== PROBLEM REQUIREMENTS ==
Return exactly the lines of the data below, from the one that contains "wood cabinet in the photo above." through the final line, and leave out every picture.

== WORKING DATA ==

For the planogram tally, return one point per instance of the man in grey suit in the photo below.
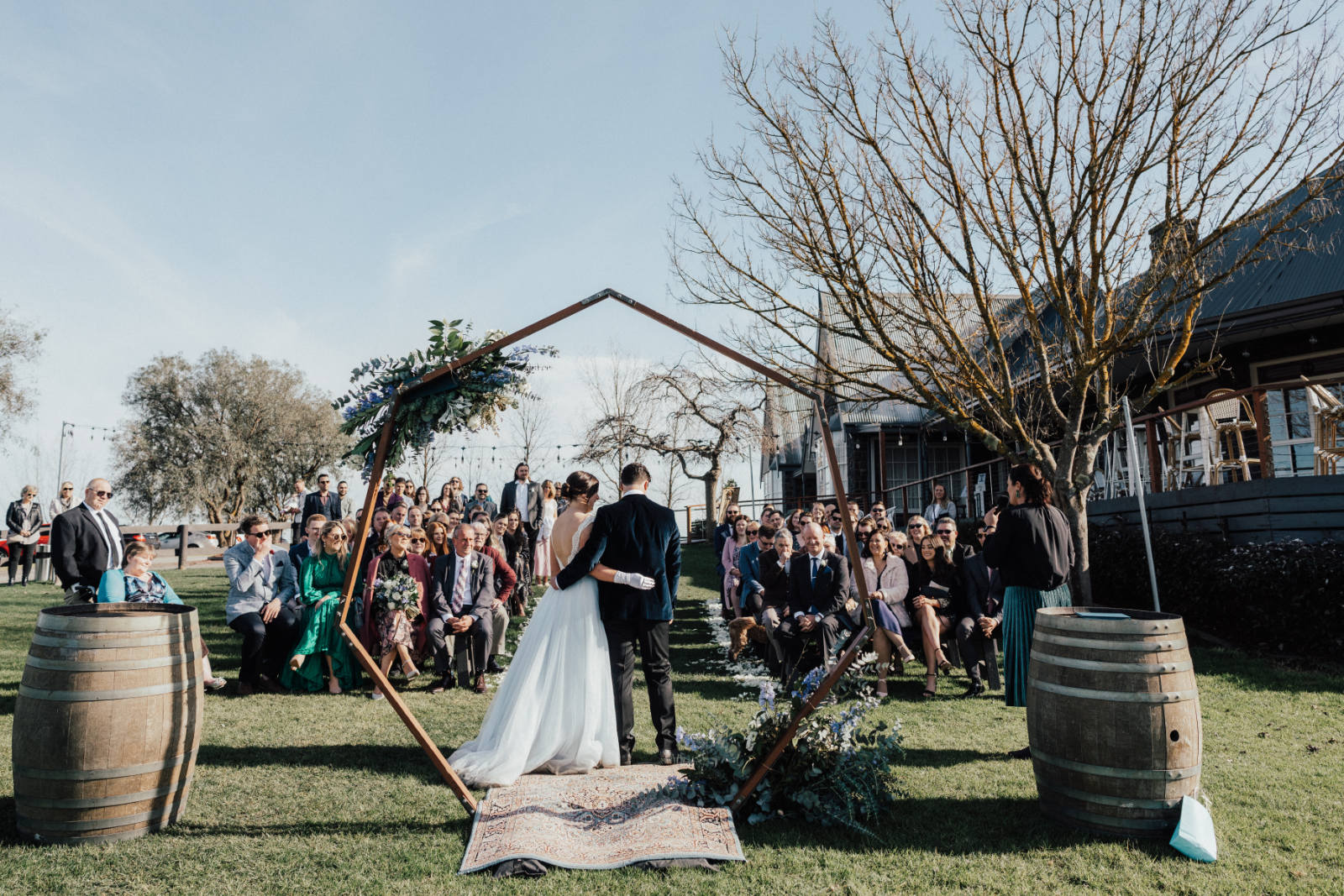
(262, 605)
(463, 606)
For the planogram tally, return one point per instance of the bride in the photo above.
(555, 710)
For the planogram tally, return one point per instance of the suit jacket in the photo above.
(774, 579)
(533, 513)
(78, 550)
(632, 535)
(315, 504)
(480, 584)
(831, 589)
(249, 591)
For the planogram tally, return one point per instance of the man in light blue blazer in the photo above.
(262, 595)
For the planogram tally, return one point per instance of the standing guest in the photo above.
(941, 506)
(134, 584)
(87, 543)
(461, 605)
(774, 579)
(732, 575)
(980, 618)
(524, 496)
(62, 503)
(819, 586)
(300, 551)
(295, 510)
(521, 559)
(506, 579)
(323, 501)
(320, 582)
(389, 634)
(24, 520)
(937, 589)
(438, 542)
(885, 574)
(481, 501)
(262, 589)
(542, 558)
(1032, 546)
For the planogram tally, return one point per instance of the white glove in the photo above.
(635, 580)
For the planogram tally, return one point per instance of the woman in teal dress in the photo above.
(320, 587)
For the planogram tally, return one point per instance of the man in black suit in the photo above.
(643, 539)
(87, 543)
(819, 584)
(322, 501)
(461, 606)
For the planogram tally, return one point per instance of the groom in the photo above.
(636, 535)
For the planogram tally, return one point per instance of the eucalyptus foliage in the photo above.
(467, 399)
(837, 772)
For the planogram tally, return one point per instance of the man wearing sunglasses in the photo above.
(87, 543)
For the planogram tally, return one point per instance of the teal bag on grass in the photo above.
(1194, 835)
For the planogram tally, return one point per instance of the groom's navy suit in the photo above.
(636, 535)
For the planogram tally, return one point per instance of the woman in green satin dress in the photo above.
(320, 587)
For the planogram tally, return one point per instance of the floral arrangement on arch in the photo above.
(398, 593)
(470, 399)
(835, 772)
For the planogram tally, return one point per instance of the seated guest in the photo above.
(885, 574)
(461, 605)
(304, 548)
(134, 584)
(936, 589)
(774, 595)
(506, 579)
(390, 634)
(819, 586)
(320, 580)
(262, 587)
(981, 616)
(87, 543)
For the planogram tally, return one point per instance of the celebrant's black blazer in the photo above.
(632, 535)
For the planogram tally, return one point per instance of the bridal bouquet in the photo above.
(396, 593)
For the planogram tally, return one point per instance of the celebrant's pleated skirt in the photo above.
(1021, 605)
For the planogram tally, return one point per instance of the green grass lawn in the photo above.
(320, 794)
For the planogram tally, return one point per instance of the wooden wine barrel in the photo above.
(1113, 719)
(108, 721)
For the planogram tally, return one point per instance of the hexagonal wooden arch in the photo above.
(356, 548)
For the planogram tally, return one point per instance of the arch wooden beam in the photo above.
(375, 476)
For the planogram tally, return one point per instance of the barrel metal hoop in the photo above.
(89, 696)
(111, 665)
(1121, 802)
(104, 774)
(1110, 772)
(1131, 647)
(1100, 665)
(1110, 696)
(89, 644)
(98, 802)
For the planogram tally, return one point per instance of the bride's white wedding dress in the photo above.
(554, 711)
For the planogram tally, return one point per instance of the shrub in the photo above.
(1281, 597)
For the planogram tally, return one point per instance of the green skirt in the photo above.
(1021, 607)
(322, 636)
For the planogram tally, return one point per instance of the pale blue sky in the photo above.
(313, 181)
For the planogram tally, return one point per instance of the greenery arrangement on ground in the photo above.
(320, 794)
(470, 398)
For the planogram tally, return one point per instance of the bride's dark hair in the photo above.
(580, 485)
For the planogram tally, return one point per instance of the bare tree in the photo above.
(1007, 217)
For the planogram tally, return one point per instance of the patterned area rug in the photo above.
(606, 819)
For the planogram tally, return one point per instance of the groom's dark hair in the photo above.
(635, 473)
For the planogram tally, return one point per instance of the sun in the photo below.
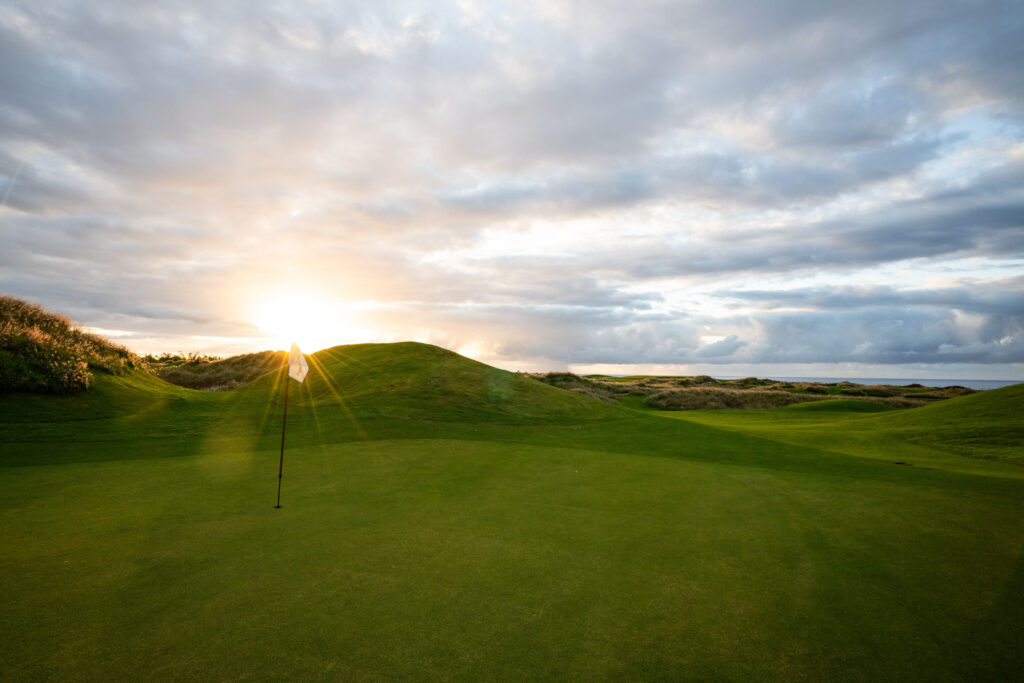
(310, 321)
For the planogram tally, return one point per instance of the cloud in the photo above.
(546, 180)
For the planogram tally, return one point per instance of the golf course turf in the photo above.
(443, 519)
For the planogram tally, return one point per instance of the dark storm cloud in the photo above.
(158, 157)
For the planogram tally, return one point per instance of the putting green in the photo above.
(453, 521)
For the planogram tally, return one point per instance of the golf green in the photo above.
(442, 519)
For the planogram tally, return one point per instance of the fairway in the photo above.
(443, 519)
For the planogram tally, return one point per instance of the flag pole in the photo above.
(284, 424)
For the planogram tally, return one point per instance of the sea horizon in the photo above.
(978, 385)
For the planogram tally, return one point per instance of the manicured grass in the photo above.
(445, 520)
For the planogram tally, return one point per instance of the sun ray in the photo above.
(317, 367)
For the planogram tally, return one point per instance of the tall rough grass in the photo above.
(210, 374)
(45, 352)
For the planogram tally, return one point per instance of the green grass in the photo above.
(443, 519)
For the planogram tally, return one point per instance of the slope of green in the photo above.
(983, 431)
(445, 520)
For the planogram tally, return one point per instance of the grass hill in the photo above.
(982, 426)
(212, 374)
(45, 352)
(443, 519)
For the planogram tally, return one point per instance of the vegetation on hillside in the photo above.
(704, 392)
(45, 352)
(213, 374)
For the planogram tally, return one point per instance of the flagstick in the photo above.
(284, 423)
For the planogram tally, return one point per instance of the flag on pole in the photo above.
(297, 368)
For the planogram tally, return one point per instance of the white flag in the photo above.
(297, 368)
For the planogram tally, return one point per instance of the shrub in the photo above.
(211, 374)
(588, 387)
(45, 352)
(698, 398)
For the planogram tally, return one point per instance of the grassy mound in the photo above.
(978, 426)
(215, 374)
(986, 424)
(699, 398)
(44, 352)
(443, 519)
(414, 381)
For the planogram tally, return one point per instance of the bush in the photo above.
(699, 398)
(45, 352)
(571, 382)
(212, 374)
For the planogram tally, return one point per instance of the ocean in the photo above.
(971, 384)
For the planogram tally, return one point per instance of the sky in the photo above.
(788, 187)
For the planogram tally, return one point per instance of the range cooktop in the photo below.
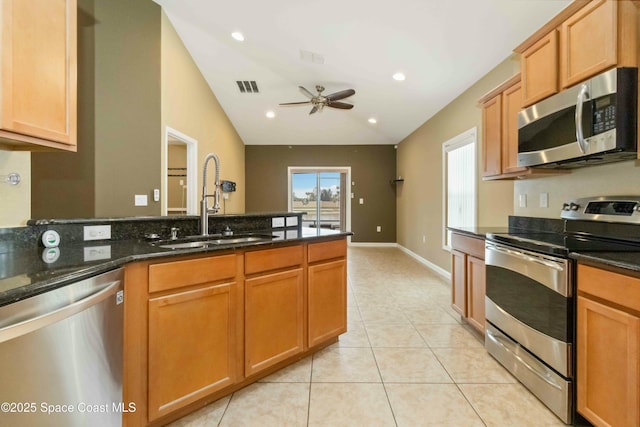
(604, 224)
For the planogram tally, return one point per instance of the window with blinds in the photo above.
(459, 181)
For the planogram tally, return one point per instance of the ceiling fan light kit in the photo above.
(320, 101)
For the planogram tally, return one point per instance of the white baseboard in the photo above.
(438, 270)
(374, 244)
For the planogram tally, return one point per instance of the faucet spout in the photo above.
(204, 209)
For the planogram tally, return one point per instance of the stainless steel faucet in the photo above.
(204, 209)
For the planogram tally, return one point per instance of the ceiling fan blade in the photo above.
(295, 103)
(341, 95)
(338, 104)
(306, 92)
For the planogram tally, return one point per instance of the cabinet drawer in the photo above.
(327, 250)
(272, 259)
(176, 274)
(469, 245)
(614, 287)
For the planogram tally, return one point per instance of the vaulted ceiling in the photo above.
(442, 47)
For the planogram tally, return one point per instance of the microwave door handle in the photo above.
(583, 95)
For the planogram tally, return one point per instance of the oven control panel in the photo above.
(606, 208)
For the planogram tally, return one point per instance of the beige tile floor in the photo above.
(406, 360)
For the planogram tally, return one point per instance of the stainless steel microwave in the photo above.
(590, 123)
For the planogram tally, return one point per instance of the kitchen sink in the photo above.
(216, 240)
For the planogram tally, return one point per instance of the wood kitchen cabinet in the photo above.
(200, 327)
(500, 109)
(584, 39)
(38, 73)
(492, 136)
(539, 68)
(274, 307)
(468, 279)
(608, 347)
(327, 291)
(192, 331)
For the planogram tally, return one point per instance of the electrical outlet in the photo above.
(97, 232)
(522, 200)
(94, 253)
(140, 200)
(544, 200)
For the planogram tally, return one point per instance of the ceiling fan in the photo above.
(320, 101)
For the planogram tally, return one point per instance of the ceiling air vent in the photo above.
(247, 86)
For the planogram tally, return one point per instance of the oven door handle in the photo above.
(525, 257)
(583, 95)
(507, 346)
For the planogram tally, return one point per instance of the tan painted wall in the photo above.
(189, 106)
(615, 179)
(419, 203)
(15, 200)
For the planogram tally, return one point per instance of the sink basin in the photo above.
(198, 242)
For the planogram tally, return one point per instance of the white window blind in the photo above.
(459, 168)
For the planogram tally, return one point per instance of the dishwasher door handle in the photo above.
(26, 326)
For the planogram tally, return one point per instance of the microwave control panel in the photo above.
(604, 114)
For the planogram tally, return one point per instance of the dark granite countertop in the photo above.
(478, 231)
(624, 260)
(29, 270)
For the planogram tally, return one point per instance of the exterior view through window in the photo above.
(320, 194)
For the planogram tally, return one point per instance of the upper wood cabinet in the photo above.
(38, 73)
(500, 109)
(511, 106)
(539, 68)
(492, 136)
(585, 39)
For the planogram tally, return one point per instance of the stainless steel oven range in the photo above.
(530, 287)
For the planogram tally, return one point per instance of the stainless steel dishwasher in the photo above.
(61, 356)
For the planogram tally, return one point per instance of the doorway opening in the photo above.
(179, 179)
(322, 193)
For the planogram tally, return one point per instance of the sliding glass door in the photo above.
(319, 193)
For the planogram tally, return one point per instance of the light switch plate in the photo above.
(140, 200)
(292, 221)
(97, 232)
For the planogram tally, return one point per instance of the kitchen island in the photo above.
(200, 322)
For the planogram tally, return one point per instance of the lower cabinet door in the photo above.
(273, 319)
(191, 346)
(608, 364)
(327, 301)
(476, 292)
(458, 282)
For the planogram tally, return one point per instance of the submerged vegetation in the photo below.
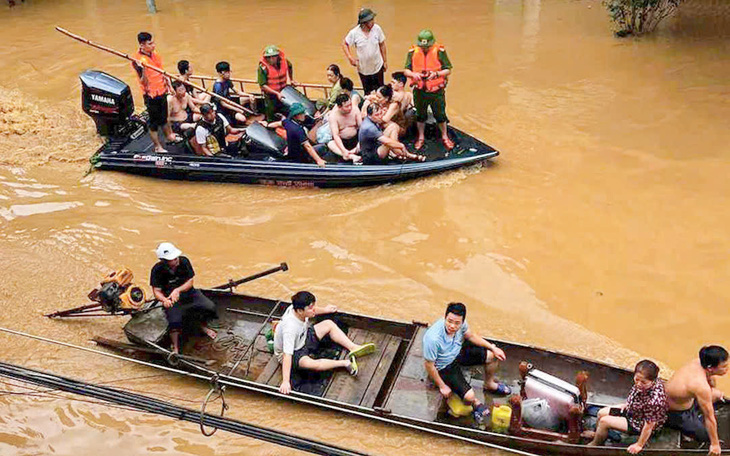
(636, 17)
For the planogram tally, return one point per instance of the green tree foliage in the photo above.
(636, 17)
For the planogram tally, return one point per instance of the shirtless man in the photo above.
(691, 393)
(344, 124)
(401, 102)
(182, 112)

== FULL ANSWER ==
For the planogram tally, return one point per instance of the upper wood cabinet in the photo above.
(38, 73)
(500, 109)
(511, 106)
(539, 68)
(492, 136)
(585, 39)
For the planogram tally, return one point per instance of the stainless steel oven range in the photo above.
(530, 287)
For the planogram tally, return one point per instance of the stainless steel dishwasher in the photo above.
(61, 356)
For the planogram tally, return one point per instance of the doorway opening in the photo above.
(179, 179)
(322, 193)
For the planogram tally, return one point per instance of the sliding glass door in the photo above.
(319, 193)
For the planogram tally, return one point per instance of the light switch plate in the photo above.
(140, 200)
(292, 221)
(97, 232)
For the planogram tally, return one point per instance of the kitchen island in the photo above.
(200, 322)
For the planogram tally, return one point per instance of the lower cabinet door in the photo above.
(273, 319)
(191, 346)
(608, 364)
(327, 301)
(476, 292)
(458, 282)
For the planogram tally, return one point per instance of the submerged vegetation in the photo below.
(636, 17)
For the planogram tally, return one point per instance of the green tree foliage in the photo above.
(636, 17)
For the planogram tally, return one point per instance of the shirtless man in the photo above.
(691, 393)
(344, 124)
(401, 102)
(182, 112)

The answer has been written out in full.